- Record set -
┌──
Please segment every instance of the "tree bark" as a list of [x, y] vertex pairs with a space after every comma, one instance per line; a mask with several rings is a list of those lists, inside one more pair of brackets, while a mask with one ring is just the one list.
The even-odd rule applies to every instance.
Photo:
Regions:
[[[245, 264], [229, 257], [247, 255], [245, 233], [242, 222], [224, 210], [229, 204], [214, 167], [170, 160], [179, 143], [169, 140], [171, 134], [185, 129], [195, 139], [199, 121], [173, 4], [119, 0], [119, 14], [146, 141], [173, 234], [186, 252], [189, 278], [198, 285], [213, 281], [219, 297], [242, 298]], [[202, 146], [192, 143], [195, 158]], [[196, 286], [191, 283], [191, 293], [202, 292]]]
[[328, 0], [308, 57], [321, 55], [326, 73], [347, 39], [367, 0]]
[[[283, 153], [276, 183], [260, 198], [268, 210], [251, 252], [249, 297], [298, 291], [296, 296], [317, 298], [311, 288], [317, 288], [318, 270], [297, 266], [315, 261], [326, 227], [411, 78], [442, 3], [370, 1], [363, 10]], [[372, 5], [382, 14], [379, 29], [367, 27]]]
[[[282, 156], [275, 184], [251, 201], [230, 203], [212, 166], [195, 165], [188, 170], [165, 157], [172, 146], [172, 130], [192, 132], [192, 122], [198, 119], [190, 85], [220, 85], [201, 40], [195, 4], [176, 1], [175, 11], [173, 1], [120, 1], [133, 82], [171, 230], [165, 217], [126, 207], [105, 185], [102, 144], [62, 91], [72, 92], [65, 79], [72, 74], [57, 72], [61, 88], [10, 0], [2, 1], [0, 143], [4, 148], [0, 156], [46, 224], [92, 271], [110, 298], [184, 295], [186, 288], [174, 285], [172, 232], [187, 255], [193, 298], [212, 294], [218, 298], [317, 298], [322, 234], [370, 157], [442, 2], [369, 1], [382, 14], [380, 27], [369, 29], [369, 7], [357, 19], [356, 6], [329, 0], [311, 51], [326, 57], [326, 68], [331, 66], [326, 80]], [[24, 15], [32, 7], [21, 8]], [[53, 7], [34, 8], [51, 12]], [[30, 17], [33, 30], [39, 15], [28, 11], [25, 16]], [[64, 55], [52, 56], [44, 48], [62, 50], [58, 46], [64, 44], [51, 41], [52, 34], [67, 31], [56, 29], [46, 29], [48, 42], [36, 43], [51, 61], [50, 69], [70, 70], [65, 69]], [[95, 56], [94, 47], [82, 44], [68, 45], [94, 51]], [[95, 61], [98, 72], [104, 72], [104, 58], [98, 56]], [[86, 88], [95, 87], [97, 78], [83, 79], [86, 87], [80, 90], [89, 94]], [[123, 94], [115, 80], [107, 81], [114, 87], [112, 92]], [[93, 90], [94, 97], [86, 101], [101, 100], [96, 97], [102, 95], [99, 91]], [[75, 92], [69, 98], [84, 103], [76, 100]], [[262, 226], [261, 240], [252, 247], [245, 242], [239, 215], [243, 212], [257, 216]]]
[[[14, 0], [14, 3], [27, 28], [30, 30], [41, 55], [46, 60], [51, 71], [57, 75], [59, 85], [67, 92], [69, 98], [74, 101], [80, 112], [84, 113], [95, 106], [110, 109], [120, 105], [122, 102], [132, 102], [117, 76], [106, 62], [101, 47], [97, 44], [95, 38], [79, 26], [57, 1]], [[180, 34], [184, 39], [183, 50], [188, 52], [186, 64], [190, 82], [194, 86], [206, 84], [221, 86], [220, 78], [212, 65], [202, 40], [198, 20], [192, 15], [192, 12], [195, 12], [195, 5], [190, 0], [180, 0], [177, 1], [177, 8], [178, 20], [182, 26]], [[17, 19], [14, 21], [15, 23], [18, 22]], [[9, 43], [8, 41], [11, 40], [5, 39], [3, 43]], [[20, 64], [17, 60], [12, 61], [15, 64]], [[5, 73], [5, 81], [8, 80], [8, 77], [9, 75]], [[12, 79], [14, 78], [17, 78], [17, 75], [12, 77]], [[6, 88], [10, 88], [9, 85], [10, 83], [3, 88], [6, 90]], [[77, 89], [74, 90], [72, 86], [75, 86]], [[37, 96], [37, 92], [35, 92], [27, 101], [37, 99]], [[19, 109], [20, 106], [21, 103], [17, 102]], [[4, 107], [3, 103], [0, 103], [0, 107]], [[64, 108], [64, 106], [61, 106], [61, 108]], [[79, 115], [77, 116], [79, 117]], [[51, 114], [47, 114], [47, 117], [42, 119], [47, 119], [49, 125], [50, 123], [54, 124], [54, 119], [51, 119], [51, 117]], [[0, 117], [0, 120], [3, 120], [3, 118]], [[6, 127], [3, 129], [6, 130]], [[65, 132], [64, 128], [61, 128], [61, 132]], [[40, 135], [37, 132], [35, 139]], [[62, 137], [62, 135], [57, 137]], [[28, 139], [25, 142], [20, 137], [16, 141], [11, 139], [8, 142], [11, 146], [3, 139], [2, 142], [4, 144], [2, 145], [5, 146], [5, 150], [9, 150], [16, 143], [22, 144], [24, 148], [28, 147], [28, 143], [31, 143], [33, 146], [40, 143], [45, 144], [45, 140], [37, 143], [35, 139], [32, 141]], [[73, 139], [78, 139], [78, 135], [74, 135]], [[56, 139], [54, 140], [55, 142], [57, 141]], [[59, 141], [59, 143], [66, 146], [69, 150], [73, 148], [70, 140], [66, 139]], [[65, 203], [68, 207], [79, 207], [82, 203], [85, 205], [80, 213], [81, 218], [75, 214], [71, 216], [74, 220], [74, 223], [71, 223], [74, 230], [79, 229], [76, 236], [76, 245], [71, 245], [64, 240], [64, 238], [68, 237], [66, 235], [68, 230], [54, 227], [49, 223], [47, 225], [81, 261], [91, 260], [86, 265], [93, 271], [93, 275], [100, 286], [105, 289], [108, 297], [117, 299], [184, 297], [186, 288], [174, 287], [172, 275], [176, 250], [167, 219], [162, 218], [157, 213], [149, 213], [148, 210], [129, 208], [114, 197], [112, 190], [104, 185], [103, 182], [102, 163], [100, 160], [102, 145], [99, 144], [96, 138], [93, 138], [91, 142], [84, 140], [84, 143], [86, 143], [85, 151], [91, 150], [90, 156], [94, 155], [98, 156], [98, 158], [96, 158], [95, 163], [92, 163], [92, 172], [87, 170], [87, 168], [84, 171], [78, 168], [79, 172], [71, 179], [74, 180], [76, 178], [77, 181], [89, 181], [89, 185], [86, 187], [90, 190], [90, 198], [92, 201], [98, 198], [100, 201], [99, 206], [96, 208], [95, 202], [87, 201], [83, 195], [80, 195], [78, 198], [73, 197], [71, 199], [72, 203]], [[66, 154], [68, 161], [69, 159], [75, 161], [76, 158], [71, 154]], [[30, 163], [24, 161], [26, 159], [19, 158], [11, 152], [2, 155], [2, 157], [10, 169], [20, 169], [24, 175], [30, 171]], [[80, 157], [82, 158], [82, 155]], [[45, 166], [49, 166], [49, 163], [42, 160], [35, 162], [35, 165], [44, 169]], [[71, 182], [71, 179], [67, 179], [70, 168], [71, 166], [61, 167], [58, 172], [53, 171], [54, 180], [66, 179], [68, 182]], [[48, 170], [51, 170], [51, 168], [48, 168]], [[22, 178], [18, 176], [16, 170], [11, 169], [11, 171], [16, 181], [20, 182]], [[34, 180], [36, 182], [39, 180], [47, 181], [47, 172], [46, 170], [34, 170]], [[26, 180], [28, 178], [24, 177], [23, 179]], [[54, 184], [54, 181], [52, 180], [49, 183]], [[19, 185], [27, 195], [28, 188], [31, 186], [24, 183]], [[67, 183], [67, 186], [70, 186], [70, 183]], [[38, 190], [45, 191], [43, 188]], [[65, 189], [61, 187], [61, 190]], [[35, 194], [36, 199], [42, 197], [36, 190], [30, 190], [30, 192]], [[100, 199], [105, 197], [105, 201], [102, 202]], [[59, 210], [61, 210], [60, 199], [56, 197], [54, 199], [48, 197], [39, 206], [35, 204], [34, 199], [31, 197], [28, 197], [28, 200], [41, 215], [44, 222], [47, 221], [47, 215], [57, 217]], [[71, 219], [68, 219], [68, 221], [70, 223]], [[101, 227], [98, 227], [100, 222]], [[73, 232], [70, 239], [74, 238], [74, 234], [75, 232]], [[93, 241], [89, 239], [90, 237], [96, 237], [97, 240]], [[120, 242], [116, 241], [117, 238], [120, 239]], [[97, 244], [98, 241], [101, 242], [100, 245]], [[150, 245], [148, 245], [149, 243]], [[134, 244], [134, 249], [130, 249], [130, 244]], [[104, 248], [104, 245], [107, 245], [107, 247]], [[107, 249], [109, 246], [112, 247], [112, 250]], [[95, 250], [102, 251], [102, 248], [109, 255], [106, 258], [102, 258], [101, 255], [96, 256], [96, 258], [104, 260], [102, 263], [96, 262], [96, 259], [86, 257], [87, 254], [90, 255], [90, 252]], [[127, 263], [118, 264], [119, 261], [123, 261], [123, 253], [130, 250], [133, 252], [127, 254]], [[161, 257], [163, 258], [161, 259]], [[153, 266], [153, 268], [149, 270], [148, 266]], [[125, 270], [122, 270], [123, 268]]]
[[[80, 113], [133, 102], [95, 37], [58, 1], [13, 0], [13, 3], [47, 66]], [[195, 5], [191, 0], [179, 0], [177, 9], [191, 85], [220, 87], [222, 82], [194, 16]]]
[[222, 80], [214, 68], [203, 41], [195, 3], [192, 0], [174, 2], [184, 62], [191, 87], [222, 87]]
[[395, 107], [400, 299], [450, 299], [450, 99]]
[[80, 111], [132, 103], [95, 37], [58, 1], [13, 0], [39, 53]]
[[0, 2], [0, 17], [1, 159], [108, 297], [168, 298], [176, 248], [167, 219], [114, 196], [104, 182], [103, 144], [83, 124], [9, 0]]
└──
- Directions for this task -
Type out again, exactly as written, the lines from the beginning of the material through the one containing "The even-odd rule applies to every instance.".

- Reply -
Please segment every instance of the "tree bark" as a list of [x, y] vertex pairs with a space after every comma, one instance per line; a mask with several rings is a list of those lists, inside one more pair of brackets, while a mask with one ring is just the one list.
The even-odd rule applies to every instance.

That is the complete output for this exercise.